### Challenge 1
Write out the encoding text verbatim between "It compares each" and "(not this dataset)", inclusive.

If you use `Category-Encoders` it will look like this code below.

In [9]:
# %%time
# this method didn't work because of RAM memory. 
# so we have to use pd.dummies 
# OHE_encoder = OneHotEncoder(feature_list)
# train_ohe = OHE_encoder.fit_transform(train)
# test_ohe = OHE_encoder.transform(test)

## 3. Sum Encoder (Deviation Encoder, Effect Encoder)

**Sum Encoder** compares the mean of the dependent variable (target) for a given level of a categorical column to the overall mean of the target. 

Sum Encoding is very similar to OHE and both of them are commonly used in Linear Regression (LR) types of models.

If you use `Category-Encoders` it will look like this code below.

In [10]:
# %%time
# this method didn't work because of RAM memory. 
# SE_encoder =SumEncoder(feature_list)
# train_se = SE_encoder.fit_transform(train[feature_list], target)
# test_se = SE_encoder.transform(test[feature_list])

## 4. Helmert Encoder

**Helmert Encoding** is a third commonly used type of categorical encoding for regression along with OHE and Sum Encoding. 

It compares each level of a categorical variable to the mean of the subsequent levels. 

This type of encoding can be useful in certain situations where levels of the categorical variable are ordered. (not this dataset)

If you use `Category-Encoders` it will look like this code below.

In [11]:
# %%time
# this method didn't work because of RAM memory. 
# HE_encoder = HelmertEncoder(feature_list)
# train_he = HE_encoder.fit_transform(train[feature_list], target)
# test_he = HE_encoder.transform(test[feature_list])

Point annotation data
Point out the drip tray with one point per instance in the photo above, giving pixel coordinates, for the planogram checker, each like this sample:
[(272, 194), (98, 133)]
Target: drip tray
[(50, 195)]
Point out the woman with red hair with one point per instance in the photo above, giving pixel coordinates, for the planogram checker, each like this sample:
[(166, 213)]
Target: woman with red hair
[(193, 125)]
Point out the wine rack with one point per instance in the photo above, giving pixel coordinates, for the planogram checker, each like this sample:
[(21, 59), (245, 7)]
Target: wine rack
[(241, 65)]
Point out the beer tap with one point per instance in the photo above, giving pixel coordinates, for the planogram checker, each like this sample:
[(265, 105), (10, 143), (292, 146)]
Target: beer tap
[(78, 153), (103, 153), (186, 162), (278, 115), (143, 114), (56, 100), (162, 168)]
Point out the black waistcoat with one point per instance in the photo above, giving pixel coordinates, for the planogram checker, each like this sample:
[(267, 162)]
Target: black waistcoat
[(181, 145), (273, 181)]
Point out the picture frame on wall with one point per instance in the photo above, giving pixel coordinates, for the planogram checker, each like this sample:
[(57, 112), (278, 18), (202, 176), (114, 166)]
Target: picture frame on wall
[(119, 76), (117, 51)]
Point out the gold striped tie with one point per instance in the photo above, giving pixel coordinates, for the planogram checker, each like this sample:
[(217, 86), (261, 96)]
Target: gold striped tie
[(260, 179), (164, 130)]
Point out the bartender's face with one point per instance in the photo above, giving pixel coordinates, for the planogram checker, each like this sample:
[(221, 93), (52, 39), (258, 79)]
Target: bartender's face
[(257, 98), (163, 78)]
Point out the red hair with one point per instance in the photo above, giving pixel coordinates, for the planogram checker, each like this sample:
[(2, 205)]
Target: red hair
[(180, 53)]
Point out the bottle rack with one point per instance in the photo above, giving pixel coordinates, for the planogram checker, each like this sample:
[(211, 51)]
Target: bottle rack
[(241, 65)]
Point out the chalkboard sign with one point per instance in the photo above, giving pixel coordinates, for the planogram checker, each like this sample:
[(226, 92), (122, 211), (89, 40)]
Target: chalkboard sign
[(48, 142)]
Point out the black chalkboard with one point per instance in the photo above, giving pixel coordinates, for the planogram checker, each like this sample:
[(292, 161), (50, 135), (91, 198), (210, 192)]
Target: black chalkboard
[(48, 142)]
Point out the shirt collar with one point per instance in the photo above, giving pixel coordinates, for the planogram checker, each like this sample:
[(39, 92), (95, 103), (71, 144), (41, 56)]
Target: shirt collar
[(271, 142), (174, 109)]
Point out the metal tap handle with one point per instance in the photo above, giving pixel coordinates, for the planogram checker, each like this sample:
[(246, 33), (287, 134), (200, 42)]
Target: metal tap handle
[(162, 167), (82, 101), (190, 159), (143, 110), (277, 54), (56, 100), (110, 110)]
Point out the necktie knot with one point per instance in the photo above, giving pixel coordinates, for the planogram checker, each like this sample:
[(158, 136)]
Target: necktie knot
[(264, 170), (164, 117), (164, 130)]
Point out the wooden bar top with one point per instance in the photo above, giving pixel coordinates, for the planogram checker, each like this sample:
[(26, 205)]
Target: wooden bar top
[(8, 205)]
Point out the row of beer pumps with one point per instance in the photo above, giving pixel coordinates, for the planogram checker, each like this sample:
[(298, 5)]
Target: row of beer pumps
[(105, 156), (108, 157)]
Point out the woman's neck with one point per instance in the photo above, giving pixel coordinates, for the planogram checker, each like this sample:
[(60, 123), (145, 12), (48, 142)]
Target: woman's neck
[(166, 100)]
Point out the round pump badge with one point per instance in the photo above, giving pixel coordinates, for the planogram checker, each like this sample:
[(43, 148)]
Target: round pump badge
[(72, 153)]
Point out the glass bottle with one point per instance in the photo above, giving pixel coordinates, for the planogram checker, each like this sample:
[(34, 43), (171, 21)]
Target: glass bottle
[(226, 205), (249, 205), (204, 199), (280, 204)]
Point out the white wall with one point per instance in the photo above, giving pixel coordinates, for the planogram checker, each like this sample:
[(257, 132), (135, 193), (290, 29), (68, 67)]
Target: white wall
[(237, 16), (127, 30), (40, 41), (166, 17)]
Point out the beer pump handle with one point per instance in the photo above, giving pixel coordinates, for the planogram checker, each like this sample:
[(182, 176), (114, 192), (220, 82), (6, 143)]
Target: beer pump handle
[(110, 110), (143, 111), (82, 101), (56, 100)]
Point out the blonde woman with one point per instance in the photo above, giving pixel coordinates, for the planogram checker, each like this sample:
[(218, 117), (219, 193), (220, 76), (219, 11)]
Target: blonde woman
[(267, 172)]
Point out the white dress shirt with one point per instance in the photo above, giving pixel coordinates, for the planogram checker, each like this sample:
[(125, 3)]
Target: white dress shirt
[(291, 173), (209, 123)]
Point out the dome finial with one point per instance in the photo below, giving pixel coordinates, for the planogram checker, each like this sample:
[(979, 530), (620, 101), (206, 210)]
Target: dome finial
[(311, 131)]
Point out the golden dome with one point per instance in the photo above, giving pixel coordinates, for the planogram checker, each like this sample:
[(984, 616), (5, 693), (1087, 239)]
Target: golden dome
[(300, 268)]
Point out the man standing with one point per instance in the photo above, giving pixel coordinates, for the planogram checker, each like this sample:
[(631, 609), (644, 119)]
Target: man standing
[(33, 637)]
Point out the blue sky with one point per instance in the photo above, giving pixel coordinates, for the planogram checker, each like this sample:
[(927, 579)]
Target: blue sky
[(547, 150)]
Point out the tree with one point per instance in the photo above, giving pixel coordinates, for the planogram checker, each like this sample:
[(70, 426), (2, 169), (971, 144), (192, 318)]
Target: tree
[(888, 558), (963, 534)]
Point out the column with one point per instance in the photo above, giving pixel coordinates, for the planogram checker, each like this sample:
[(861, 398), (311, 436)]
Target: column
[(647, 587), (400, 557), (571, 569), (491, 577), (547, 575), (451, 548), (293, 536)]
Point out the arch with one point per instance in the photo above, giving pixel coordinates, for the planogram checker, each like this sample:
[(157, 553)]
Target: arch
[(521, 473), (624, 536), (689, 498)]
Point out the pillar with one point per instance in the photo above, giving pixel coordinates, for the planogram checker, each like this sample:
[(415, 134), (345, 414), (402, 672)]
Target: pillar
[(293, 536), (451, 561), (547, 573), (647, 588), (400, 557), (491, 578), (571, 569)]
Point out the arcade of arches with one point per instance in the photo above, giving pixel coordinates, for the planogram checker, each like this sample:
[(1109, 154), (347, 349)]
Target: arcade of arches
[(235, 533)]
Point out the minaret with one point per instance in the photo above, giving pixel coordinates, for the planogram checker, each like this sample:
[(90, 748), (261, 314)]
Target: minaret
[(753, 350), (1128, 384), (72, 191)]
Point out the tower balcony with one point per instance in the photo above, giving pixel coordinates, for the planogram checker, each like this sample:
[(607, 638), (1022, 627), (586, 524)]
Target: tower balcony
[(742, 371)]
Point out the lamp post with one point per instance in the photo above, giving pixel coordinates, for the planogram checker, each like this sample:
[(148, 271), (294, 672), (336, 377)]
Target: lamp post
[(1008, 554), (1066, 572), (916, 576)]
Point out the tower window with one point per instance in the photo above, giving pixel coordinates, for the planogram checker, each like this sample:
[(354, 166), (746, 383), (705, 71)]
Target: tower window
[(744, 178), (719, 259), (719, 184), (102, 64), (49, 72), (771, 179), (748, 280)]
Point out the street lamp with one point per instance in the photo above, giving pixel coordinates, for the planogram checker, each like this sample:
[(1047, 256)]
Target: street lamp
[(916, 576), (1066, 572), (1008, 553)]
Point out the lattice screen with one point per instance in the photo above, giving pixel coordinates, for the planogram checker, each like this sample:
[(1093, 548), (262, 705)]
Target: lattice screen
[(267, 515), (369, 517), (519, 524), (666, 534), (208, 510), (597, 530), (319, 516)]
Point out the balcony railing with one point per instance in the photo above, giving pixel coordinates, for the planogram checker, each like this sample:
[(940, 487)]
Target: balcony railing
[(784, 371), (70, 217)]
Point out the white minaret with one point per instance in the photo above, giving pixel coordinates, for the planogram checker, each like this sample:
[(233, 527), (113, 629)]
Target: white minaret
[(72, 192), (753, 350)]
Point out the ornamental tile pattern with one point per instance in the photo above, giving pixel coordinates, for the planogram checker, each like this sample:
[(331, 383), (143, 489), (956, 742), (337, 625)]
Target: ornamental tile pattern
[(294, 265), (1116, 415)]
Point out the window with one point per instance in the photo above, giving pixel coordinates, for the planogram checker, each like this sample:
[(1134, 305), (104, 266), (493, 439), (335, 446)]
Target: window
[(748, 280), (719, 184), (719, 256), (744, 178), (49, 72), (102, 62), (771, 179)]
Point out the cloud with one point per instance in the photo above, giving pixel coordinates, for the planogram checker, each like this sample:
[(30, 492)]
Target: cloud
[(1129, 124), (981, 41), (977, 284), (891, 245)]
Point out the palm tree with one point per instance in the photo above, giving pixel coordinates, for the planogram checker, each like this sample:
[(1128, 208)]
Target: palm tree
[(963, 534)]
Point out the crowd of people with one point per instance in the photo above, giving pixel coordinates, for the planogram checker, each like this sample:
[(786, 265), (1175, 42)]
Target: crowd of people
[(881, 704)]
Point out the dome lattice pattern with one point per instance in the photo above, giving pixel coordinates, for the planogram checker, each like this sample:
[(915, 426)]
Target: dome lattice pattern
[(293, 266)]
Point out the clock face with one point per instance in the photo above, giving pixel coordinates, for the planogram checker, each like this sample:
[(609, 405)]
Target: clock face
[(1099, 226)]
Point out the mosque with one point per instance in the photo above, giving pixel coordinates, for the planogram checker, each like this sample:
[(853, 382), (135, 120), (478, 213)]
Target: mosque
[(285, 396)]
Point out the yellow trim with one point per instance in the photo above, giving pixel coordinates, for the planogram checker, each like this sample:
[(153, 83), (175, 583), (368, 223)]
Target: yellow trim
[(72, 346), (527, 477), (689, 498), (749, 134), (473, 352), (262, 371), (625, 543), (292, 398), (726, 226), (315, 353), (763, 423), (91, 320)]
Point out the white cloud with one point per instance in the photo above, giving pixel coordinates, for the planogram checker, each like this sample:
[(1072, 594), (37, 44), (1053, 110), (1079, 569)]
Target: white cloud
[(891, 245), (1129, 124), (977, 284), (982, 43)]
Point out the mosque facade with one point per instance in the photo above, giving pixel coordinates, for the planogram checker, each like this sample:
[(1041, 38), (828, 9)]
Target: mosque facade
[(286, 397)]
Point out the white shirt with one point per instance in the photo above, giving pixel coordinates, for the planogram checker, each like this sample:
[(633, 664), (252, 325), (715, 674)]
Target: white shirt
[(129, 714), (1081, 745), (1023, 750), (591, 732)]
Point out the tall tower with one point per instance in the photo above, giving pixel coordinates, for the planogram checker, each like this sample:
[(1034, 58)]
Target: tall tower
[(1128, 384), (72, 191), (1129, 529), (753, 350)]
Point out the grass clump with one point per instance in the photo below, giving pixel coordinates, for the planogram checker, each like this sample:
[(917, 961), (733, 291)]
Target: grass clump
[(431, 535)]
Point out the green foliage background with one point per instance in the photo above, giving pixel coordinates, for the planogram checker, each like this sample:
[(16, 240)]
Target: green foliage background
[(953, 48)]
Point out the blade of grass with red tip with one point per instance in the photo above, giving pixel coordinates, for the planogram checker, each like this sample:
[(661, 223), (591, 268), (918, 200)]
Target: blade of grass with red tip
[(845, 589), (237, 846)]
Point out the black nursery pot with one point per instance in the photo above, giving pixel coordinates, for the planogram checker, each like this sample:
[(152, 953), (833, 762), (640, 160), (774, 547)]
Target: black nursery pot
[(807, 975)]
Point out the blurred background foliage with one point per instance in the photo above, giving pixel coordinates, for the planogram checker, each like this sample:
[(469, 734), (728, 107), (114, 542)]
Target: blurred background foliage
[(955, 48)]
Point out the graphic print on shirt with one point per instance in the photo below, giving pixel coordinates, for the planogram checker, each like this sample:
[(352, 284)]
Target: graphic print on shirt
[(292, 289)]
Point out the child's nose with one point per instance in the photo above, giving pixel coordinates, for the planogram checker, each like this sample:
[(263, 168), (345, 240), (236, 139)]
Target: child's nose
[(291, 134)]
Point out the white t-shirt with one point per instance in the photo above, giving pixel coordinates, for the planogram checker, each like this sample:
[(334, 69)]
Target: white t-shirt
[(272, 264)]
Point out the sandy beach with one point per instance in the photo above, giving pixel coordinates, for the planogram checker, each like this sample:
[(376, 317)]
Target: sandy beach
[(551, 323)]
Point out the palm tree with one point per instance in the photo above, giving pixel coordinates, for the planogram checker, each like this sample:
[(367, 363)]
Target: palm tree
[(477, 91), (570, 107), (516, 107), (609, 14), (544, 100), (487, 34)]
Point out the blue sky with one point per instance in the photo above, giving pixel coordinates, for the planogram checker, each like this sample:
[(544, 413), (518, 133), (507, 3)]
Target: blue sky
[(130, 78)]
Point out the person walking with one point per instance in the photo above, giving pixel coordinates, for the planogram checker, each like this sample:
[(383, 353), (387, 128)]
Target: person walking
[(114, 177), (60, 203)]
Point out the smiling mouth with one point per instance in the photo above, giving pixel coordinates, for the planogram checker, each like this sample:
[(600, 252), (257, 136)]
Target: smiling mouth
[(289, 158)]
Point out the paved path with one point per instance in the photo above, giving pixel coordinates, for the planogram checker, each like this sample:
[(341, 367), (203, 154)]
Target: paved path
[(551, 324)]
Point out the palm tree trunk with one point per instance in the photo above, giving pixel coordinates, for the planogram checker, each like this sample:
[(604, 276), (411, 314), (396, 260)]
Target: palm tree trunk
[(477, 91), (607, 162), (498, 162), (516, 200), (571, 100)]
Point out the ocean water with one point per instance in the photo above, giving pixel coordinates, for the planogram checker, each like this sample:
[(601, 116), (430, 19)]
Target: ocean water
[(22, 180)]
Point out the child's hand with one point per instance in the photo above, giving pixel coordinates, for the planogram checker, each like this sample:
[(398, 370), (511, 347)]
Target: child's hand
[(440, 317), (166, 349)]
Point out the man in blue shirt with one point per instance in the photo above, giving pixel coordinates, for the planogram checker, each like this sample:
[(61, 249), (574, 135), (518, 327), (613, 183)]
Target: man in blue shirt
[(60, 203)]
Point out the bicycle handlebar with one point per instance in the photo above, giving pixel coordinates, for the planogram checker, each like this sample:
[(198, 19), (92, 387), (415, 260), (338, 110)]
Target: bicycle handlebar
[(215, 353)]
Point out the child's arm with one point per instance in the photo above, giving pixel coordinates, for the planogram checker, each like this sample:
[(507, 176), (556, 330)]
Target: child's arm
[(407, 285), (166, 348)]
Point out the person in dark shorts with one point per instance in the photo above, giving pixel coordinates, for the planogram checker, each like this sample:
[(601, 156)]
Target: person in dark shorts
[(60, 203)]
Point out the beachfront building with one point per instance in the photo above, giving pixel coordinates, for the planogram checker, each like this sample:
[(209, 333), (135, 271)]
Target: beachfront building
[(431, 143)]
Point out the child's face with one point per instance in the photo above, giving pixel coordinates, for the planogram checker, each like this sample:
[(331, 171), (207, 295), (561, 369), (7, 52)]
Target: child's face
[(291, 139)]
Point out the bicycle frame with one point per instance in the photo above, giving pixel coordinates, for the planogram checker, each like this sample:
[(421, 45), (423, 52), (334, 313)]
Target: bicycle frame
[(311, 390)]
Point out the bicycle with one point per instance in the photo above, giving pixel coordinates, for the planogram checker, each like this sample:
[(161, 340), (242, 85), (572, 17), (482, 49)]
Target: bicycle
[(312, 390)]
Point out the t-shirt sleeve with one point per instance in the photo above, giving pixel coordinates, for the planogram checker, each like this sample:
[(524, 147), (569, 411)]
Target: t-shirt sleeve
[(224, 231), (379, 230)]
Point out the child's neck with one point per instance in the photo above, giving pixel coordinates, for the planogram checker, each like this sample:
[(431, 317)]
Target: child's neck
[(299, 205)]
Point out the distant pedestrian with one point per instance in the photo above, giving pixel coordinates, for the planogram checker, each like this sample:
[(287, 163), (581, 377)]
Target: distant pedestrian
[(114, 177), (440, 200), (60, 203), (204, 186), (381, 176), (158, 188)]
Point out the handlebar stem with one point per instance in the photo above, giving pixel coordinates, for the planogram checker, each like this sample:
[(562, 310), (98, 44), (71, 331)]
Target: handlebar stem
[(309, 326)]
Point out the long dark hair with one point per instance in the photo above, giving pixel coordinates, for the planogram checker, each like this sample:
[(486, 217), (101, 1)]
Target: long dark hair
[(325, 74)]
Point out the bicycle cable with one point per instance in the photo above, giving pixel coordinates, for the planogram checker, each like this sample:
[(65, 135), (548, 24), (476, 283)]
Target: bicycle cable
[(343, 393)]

### Challenge 2
Repeat, unchanged, only the part of the rows between the lines holding "Point out the blade" and "[(845, 589), (237, 846)]", inclusive.

### Task answer 1
It compares each level of a categorical variable to the mean of the subsequent levels. 

This type of encoding can be useful in certain situations where levels of the categorical variable are ordered. (not this dataset)

### Task answer 2
Point out the blade of grass with red tip with one point per instance in the photo above, giving pixel coordinates, for the planogram checker, each like this sample:
[(661, 223), (591, 268), (918, 200)]
Target: blade of grass with red tip
[(845, 589), (237, 846)]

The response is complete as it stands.